Stored data entries:
---*---

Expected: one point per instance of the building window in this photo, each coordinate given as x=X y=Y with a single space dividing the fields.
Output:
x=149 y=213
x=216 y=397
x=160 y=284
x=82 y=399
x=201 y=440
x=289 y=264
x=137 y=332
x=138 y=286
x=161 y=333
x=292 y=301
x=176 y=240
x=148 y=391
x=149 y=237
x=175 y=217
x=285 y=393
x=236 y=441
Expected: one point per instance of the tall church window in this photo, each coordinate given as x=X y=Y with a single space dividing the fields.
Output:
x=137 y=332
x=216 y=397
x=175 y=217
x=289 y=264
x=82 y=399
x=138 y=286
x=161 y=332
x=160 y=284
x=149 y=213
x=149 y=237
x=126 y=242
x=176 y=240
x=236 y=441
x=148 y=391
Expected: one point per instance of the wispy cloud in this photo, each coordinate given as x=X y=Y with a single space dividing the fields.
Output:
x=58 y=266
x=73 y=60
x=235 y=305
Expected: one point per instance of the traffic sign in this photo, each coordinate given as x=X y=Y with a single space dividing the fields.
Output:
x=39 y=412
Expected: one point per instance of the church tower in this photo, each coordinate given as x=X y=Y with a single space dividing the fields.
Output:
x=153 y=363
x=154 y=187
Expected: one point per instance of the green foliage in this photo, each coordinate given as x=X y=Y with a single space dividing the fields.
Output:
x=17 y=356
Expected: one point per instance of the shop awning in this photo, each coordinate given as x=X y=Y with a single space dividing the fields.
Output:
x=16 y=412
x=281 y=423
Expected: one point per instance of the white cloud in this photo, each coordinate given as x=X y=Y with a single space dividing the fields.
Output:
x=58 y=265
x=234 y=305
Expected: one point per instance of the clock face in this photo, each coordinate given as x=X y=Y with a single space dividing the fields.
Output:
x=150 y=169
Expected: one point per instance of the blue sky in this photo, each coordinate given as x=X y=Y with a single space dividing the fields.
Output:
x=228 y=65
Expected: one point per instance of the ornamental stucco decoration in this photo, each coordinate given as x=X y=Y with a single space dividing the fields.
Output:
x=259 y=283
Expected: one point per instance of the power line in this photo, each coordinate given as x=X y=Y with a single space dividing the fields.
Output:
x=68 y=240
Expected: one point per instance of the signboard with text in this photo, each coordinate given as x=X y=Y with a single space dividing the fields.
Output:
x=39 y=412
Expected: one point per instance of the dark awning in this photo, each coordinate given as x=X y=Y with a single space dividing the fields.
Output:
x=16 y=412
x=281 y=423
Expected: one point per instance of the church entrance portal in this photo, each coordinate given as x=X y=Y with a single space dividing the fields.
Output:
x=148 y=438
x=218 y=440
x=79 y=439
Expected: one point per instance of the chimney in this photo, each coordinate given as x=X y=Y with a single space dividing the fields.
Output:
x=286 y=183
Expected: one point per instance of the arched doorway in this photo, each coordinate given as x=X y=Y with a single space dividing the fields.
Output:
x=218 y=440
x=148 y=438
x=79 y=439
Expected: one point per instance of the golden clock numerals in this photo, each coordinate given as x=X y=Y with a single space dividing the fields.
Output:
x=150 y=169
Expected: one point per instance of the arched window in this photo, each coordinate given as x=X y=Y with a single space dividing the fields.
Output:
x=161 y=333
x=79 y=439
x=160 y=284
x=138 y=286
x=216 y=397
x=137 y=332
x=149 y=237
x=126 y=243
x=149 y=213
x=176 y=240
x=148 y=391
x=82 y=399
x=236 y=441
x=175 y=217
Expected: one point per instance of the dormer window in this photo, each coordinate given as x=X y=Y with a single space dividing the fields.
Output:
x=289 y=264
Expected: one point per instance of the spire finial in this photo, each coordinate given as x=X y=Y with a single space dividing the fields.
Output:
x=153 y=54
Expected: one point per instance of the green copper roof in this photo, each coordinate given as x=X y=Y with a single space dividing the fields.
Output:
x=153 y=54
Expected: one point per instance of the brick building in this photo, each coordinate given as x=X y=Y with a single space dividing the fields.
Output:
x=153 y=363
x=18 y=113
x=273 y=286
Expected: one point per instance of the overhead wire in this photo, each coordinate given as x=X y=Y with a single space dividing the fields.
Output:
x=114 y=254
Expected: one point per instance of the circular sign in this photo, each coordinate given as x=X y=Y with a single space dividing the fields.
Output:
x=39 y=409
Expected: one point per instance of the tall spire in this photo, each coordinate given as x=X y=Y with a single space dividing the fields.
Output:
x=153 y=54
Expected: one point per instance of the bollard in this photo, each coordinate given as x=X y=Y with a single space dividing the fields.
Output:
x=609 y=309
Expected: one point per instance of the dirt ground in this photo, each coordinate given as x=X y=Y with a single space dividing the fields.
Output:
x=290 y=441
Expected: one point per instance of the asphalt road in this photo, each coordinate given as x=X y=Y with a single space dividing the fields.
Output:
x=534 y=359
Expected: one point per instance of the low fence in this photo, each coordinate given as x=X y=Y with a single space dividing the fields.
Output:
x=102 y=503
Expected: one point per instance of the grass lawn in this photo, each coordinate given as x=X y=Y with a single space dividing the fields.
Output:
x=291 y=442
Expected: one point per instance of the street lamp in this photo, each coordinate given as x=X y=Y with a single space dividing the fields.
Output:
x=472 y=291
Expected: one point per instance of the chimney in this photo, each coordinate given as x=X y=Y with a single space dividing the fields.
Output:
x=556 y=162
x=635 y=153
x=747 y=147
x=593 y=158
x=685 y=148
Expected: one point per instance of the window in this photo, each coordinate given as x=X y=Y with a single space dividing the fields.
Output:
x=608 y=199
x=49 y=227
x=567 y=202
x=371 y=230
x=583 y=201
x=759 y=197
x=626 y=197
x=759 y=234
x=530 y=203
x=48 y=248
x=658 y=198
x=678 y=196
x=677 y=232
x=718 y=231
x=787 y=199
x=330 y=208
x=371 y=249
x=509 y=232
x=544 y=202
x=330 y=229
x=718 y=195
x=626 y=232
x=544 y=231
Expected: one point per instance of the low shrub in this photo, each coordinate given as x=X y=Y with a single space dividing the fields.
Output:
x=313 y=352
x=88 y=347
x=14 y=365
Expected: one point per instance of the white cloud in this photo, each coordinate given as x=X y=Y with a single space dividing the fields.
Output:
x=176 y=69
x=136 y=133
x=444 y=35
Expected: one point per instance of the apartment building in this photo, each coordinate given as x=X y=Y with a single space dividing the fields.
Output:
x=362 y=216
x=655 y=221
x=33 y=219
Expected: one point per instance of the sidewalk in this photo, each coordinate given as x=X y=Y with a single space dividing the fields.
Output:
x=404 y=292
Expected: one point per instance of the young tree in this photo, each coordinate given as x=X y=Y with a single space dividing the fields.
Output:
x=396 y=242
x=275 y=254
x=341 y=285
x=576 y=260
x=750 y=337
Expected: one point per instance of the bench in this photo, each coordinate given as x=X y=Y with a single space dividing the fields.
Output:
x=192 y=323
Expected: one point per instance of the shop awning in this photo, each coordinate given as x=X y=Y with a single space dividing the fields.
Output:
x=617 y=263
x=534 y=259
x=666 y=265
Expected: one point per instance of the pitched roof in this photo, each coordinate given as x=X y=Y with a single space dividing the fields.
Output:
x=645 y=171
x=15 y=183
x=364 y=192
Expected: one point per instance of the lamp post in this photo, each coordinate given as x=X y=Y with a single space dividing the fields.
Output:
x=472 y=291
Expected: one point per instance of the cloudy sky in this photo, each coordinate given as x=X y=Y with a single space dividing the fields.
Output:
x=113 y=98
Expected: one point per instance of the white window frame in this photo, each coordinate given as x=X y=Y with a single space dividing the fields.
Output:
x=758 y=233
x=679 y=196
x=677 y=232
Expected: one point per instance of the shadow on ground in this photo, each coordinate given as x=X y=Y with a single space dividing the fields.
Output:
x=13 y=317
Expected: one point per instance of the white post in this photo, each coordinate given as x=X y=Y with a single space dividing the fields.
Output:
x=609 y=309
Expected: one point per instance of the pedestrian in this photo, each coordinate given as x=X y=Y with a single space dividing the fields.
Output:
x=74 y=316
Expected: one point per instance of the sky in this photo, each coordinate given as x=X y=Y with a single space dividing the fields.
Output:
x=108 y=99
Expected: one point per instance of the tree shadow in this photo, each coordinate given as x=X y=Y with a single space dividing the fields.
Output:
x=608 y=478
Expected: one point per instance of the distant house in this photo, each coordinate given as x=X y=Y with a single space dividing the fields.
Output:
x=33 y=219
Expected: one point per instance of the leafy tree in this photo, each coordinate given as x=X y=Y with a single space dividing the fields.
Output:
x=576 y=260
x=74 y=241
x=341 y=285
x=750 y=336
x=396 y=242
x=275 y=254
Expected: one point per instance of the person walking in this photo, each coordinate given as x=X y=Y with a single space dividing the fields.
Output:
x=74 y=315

---*---

### Exercise brief
Your answer should be the lines above from the one containing "Expected: one point per instance of the shadow" through the one containing "Expected: one point per instance of the sky", copied exactly and with both ends kept.

### Solution to the exercise
Expected: one point per instance of the shadow on ground in this photo, each coordinate given as x=X y=Y with a single space dividing the fields.
Output:
x=13 y=317
Expected: one point per instance of the white post in this photo, each coordinate given as x=X y=Y with a single space dividing the fields.
Output:
x=609 y=309
Expected: one point per instance of the pedestrian in this photo, each coordinate given as x=X y=Y with a single space dividing the fields.
Output:
x=74 y=316
Expected: one point per instance of the sky in this photo, each coordinate given as x=X y=Y with a single space dividing the fields.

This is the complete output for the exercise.